- _Exercise prompt_:
Answer these three questions from the forum post about installing Centos:
1. In the traditional install, what does the installer go out to the network for even though there are copies on the DVD?
2. What does the writer say about reversing choices of whether to include a software package?
3. For a laptop with 4.0 GB RAM and a 500GB hard disk, which option does the writer suggest?

- _Document excerpt_:
I've never tried the Centos network install, but I'm pretty sure it is better than the tradition install, which I have done several times. In the traditional install, you spend a long time downloading the very large image of a DVD, then burn it to a DVD, then boot and run that. It then proceeds to go out to the network for almost all the software you select even though there are copies on the DVD. Maybe I always did something wrong. But it seemed like the process itself wasn't designed very well. If it is going to get everything from the net anyway during install, a small CD image should have been enough to start it (which is one of the ways you can do the Centos network install).

I just now googled Centos "network install". There were a bunch of helpful looking pages identified. None of the first few looked either official or better than the others. So you might do the same google search yourself and choose one you like. Or you might start at the centos.org download site and look for network install or some similar phrase.

Beyond that, all the steps of the install are pretty self explanatory as you do them, except you are likely (based on my experience with older versions) to be asked whether to install certain options before you have any info with which to make an informed choice. Don't worry about those details. All choices of whether to include a software package are easily reversed in either direction later once you know enough to make a better choice.

Quote:
Originally Posted by swscorpio View Post
I have 4.0 GB RAM on my laptop with the Hard disk of 500GB,So i don't actually know which one is better to the dual boot(Partition) or install it in a VM.
I think Centos is a bit large for VM on that hardware. I would suggest dual boot. But I think VM would also be usable, so I'm not certain which is best. If someone with more VM experience (than I have) suggest VM, you might be wise to trust them instead of me.

- _Given data_:
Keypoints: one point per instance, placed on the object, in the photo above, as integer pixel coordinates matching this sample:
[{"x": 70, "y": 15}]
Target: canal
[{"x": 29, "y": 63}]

- _Task response_:
1. Almost all the software you select.
2. They are easily reversed in either direction later, once you know enough to make a better choice.
3. Dual boot.